---------- THE DATA

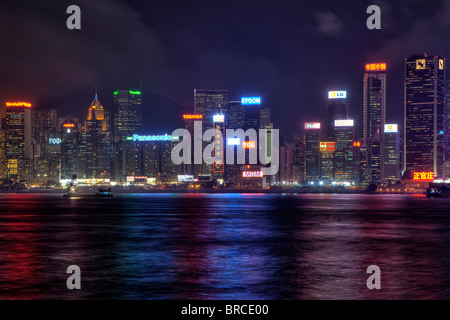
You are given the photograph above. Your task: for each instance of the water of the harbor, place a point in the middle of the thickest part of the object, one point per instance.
(224, 246)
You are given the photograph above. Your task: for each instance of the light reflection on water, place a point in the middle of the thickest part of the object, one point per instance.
(224, 246)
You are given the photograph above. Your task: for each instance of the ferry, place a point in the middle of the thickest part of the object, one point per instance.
(104, 193)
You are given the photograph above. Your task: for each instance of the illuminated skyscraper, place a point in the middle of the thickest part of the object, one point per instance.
(343, 157)
(3, 171)
(298, 159)
(46, 147)
(374, 117)
(327, 150)
(391, 164)
(208, 103)
(98, 142)
(70, 149)
(424, 114)
(337, 110)
(127, 121)
(18, 138)
(447, 131)
(312, 150)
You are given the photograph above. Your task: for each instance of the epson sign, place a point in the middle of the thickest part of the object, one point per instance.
(250, 100)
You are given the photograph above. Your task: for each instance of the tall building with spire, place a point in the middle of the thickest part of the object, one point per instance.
(127, 121)
(374, 118)
(98, 142)
(424, 114)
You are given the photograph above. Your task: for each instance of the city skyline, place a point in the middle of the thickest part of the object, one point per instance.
(246, 61)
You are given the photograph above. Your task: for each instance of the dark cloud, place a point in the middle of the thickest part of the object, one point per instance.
(328, 23)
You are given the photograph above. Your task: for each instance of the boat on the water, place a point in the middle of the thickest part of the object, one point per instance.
(104, 193)
(438, 190)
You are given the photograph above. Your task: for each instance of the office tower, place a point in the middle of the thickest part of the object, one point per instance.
(376, 157)
(18, 139)
(45, 140)
(208, 103)
(98, 142)
(343, 157)
(424, 114)
(285, 171)
(298, 159)
(446, 170)
(3, 171)
(153, 158)
(337, 110)
(312, 150)
(264, 117)
(219, 147)
(236, 115)
(127, 121)
(391, 164)
(374, 118)
(70, 149)
(327, 150)
(234, 120)
(357, 168)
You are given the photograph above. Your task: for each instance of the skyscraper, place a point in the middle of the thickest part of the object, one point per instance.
(18, 138)
(98, 142)
(208, 103)
(447, 131)
(391, 164)
(424, 114)
(343, 157)
(337, 110)
(70, 149)
(312, 150)
(327, 150)
(374, 118)
(127, 121)
(298, 158)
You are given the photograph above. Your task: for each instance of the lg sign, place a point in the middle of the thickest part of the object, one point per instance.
(337, 94)
(250, 100)
(312, 125)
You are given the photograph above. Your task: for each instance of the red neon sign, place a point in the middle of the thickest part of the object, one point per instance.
(375, 66)
(18, 104)
(249, 144)
(423, 176)
(252, 174)
(192, 116)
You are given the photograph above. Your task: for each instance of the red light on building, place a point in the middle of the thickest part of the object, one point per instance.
(375, 66)
(18, 104)
(252, 174)
(249, 145)
(421, 176)
(327, 146)
(192, 116)
(312, 125)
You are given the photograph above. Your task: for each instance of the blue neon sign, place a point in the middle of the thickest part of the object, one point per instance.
(250, 100)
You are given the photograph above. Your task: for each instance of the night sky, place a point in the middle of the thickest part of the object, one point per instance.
(288, 52)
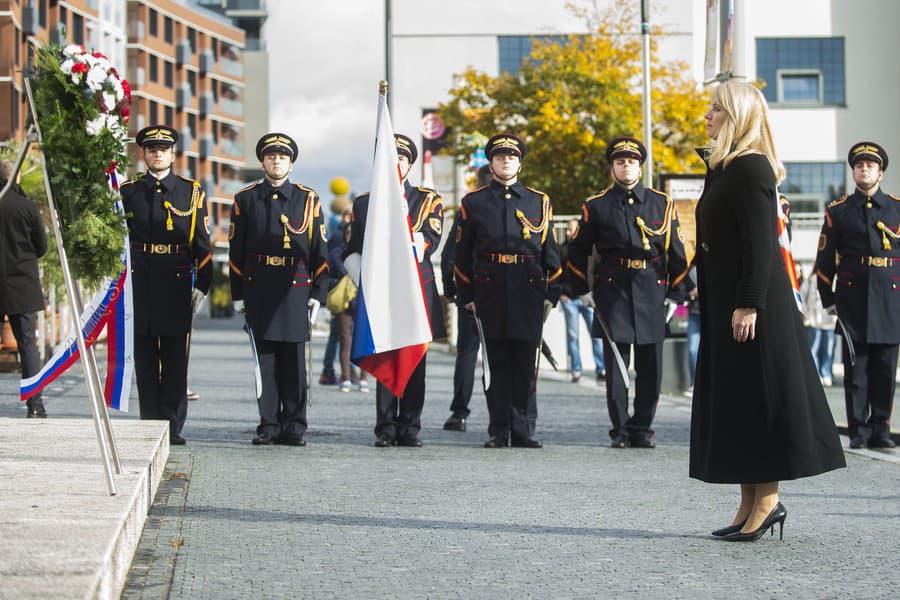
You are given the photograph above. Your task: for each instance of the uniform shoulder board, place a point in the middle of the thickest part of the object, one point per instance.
(838, 202)
(600, 195)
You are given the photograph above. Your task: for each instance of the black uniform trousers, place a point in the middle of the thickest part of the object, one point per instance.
(282, 405)
(512, 399)
(466, 357)
(648, 380)
(160, 366)
(401, 417)
(25, 331)
(869, 389)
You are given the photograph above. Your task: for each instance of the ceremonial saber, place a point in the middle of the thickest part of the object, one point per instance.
(485, 365)
(623, 370)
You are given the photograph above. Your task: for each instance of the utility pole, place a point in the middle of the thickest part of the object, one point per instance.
(648, 130)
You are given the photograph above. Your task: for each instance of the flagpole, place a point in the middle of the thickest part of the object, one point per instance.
(96, 403)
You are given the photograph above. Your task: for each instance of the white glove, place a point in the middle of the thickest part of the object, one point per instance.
(352, 264)
(587, 300)
(419, 241)
(313, 305)
(197, 298)
(670, 306)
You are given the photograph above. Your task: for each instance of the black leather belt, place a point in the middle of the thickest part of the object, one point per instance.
(150, 248)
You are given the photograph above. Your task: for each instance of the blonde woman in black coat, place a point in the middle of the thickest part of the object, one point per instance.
(759, 412)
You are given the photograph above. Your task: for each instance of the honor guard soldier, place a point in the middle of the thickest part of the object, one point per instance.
(508, 274)
(637, 276)
(859, 243)
(399, 420)
(278, 260)
(171, 274)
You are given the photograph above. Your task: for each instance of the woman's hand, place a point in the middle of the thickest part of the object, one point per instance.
(743, 324)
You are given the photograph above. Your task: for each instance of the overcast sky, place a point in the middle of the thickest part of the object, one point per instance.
(325, 62)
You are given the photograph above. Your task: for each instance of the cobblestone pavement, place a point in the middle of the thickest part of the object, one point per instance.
(576, 519)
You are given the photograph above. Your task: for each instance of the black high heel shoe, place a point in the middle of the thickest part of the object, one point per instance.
(778, 515)
(729, 530)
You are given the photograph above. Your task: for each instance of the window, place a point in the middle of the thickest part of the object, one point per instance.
(810, 186)
(516, 48)
(802, 70)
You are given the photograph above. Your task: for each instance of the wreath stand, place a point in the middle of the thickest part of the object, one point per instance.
(105, 438)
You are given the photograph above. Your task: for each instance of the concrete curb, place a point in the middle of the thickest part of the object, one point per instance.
(64, 535)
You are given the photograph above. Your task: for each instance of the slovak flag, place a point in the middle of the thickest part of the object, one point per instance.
(392, 331)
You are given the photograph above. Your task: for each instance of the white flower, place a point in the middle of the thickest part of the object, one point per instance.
(95, 126)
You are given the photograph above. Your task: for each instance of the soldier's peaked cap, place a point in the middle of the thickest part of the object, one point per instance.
(867, 150)
(277, 142)
(156, 135)
(406, 147)
(626, 146)
(505, 143)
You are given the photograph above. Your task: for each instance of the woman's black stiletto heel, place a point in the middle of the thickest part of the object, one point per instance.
(729, 530)
(778, 515)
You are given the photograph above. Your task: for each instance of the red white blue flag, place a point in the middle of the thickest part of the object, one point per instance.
(392, 331)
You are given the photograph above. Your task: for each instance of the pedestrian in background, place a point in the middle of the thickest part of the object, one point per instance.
(759, 413)
(171, 274)
(23, 240)
(279, 276)
(861, 232)
(574, 309)
(637, 280)
(466, 330)
(819, 328)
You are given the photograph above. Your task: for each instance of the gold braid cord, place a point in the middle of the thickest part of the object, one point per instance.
(646, 231)
(886, 233)
(307, 219)
(528, 228)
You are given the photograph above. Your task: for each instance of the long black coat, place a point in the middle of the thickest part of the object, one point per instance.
(275, 282)
(867, 297)
(163, 281)
(759, 411)
(22, 241)
(507, 260)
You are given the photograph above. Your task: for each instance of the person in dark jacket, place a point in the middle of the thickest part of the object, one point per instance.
(637, 279)
(399, 420)
(278, 261)
(759, 413)
(508, 274)
(171, 274)
(466, 332)
(23, 240)
(861, 231)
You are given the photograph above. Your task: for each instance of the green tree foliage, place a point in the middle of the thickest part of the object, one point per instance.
(569, 100)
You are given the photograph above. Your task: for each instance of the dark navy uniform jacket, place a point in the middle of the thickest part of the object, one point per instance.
(507, 260)
(865, 257)
(426, 216)
(641, 261)
(169, 230)
(276, 282)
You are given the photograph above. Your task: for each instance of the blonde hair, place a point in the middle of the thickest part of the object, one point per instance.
(746, 131)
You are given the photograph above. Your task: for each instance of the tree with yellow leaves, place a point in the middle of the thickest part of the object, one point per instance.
(568, 100)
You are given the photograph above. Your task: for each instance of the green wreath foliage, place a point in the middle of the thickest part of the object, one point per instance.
(82, 108)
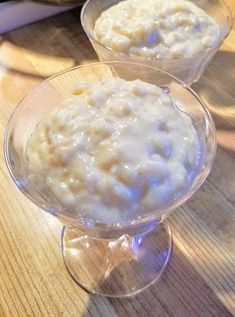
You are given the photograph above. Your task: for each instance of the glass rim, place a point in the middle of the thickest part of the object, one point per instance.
(91, 37)
(148, 216)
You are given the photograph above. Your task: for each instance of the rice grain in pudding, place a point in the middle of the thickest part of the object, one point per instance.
(114, 151)
(157, 29)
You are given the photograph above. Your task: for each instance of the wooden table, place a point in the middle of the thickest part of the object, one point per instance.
(200, 278)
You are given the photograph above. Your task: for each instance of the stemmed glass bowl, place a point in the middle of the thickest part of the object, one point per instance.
(187, 69)
(112, 259)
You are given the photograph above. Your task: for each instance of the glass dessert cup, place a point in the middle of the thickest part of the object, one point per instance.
(188, 70)
(111, 259)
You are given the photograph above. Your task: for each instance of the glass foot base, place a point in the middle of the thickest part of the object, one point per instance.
(120, 267)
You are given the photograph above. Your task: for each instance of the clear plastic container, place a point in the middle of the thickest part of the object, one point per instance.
(188, 70)
(112, 259)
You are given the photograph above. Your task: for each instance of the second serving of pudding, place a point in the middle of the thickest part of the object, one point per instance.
(116, 150)
(157, 29)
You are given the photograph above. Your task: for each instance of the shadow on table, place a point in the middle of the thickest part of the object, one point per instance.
(217, 88)
(47, 47)
(180, 292)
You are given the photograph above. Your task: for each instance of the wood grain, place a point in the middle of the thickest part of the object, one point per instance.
(200, 279)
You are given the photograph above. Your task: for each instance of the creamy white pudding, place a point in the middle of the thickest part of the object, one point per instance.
(114, 151)
(157, 29)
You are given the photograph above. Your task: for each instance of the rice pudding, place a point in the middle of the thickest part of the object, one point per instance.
(157, 29)
(115, 150)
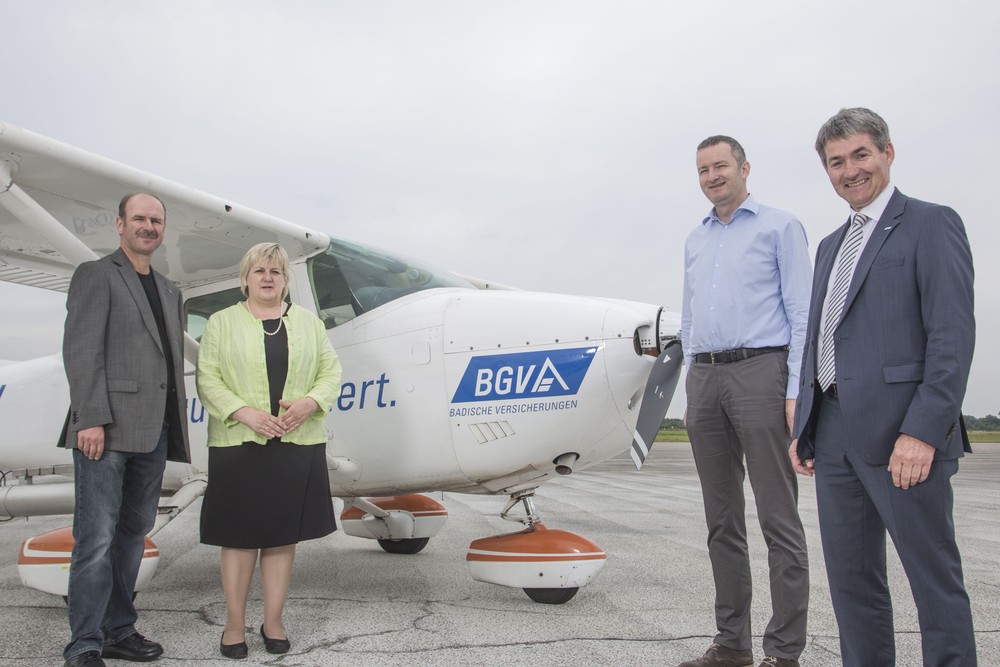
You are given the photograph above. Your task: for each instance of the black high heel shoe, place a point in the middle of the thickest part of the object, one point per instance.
(235, 651)
(275, 645)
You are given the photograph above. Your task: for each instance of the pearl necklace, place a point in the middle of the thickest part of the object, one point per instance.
(266, 332)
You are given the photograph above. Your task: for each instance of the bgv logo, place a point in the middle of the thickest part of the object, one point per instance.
(500, 377)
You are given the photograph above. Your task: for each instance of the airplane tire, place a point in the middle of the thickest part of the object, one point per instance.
(410, 546)
(551, 595)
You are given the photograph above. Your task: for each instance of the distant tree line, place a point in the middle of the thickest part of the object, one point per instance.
(987, 423)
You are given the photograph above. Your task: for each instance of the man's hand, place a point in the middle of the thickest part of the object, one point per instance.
(790, 414)
(90, 441)
(806, 467)
(910, 462)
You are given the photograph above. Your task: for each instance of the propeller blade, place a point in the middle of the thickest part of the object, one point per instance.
(656, 399)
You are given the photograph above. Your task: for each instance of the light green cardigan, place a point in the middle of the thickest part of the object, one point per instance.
(232, 373)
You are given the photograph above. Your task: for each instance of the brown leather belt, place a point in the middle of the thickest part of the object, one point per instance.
(731, 356)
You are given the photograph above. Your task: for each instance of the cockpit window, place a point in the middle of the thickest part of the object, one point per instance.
(199, 308)
(350, 279)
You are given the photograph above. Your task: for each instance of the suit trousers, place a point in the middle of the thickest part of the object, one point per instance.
(737, 411)
(857, 504)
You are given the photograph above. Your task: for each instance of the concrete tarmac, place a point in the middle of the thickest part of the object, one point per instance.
(353, 604)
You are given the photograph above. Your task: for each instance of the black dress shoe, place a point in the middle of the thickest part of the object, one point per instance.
(88, 659)
(235, 651)
(135, 647)
(275, 645)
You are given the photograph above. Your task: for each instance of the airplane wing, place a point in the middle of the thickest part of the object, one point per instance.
(58, 206)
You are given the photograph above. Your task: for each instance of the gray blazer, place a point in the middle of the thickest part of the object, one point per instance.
(115, 362)
(904, 345)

--------------------

* [TASK TO CARRY OUT] Look above for the line containing "of the man's", then please write out that line and each one after it through the end, exactly, with nothing else.

* [EXERCISE SOLUTION]
You are given the photograph above. Your task: for each instance of the man's hand, place a point in the middle of the thickest part of the object, one point per instance.
(790, 414)
(90, 441)
(806, 467)
(910, 462)
You are given the photograph above. Your task: for each instance of the propeller blade, place a point in the middle of the thickest part of the object, one point per instance.
(656, 399)
You are given the photograph above. Your task: for each instance of the light green cardigan, place a point in the middle of the thickest part of the object, one point per instance.
(232, 373)
You are given the photograph above. Your task: for each instance of the brown leather belt, place a point in the middle of the thickest part of the object, one point per instance.
(731, 356)
You are given the photograph above. Your task: for each instance of the cockpit window, place a point in the middle of the thickest part of the object, one point per instance.
(199, 308)
(350, 279)
You are given the photograph above. Your task: for each instance of the suit trousers, place a point in the middle of the thickest part of the object, one point per instance.
(737, 411)
(857, 504)
You are given the photograph above. Your task: for each instance of the concrete tarmac, place a point in the middle of the thickest part of the object, one point per instance.
(353, 604)
You are given the photograph above. Your task: for each instance of the black dress shoe, place a point in the middle of the thickest part of the object, one point per instance.
(88, 659)
(235, 651)
(135, 647)
(275, 645)
You are given the photograph above. Your task: for each instance of the airplane wing, place a point in the middle of the thickest part of the object, one point per instance.
(58, 206)
You are given the photograph above. Your task: for each instance of the gray blazer, place a point in the middle of the thickest part of the object, one point per instance.
(115, 362)
(904, 345)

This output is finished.